Lesetext ▸
•••••
Graham und Singer haben 1933 ein Lungenkarzinom mit einer Pneumonektomie reseziert. Die Resektionsart gilt auch heute noch als adäquat, solange der Tumor nicht auch komplett durch eine Lobektomie resezierbar ist. Die Pneumonektomie ist ein Amputationseingriff und im Vergleich zu allen anderen Resektionsverfahren hat sie die höchste Morbiditäts- und Mortalitätsrate. Dies ist einer der Gründe, warum Manschettenresektionen am Bronchial- und Gefäßbaum als günstige Alternative zur Pneumonektomie angesehen werden.

Bei der Entwicklung der Thoraxchirurgie waren der Torniquet und die Massenligatur am Lungenhilus prähistorische Verfahren.

Differenziertes Präparieren am Hilus und die Versorgung dieser Strukturen wurde von Rienhoff (1933) beschrieben. Bis Mitte des 20. Jahrhunderts war die Pneumonektomie der Standardeingriff der Lungenkarzinomchirurgie. Beim AATS (American Association for Thoracic Surgery)-Meeting 1950 haben Churchill und Sweet die Lobektomie als Resektionsverfahren beim Lungenkarzinom befürwortet, wenn aus funktionellen Gründen die Pneumonektomie nicht vertretbar war.
•••••
Datensatzauszüge ▸
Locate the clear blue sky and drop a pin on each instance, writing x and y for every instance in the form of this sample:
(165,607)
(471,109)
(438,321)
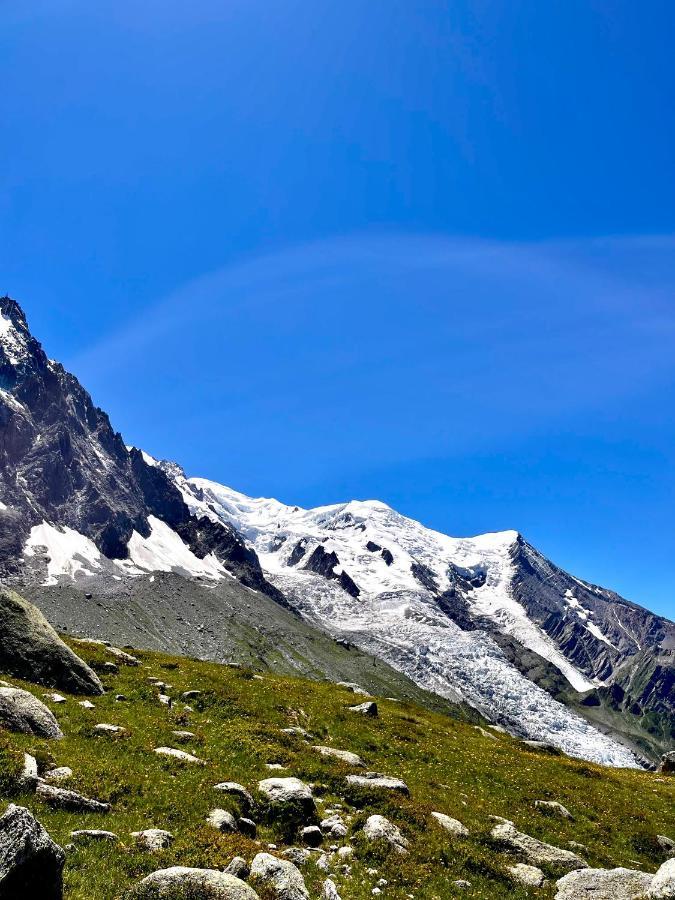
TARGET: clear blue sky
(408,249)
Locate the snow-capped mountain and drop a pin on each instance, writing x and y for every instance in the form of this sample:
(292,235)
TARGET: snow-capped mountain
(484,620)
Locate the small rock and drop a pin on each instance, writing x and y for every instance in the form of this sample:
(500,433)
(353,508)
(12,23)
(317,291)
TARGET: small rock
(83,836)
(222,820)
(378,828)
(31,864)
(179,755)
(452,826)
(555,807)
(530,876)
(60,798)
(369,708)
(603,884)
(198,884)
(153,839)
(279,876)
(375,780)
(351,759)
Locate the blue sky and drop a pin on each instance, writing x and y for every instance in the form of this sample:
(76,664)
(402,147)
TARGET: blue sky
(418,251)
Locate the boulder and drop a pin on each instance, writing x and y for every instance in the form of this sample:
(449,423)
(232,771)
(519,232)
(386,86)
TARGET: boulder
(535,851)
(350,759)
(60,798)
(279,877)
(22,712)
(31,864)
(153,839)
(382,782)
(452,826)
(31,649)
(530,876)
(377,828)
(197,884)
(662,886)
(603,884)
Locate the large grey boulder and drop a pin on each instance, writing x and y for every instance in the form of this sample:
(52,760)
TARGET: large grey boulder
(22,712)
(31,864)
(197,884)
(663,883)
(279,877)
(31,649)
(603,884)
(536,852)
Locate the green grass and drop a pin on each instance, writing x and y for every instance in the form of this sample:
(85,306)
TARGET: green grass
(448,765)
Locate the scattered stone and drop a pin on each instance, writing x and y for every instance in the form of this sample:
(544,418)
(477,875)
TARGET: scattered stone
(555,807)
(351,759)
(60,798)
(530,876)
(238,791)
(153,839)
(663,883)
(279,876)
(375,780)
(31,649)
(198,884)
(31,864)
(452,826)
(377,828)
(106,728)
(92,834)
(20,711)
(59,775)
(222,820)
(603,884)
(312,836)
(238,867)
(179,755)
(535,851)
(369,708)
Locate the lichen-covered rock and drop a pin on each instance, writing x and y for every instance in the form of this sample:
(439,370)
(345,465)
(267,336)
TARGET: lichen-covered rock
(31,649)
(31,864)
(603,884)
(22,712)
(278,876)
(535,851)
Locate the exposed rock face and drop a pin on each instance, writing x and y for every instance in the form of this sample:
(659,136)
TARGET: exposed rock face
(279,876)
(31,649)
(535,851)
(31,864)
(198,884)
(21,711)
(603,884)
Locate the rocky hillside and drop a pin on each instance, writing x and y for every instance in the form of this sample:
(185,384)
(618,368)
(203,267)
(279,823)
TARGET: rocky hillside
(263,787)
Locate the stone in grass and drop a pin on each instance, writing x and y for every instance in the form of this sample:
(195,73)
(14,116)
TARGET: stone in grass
•••••
Aufgabe ▸
Schreiben Sie aus dem Text zur Geschichte der Pneumonektomie oben die Stelle von „Graham und Singer“ bis einschließlich „Pneumonektomie angesehen werden.“ wortgetreu ab.

Antwort ▸
Graham und Singer haben 1933 ein Lungenkarzinom mit einer Pneumonektomie reseziert. Die Resektionsart gilt auch heute noch als adäquat, solange der Tumor nicht auch komplett durch eine Lobektomie resezierbar ist. Die Pneumonektomie ist ein Amputationseingriff und im Vergleich zu allen anderen Resektionsverfahren hat sie die höchste Morbiditäts- und Mortalitätsrate. Dies ist einer der Gründe, warum Manschettenresektionen am Bronchial- und Gefäßbaum als günstige Alternative zur Pneumonektomie angesehen werden.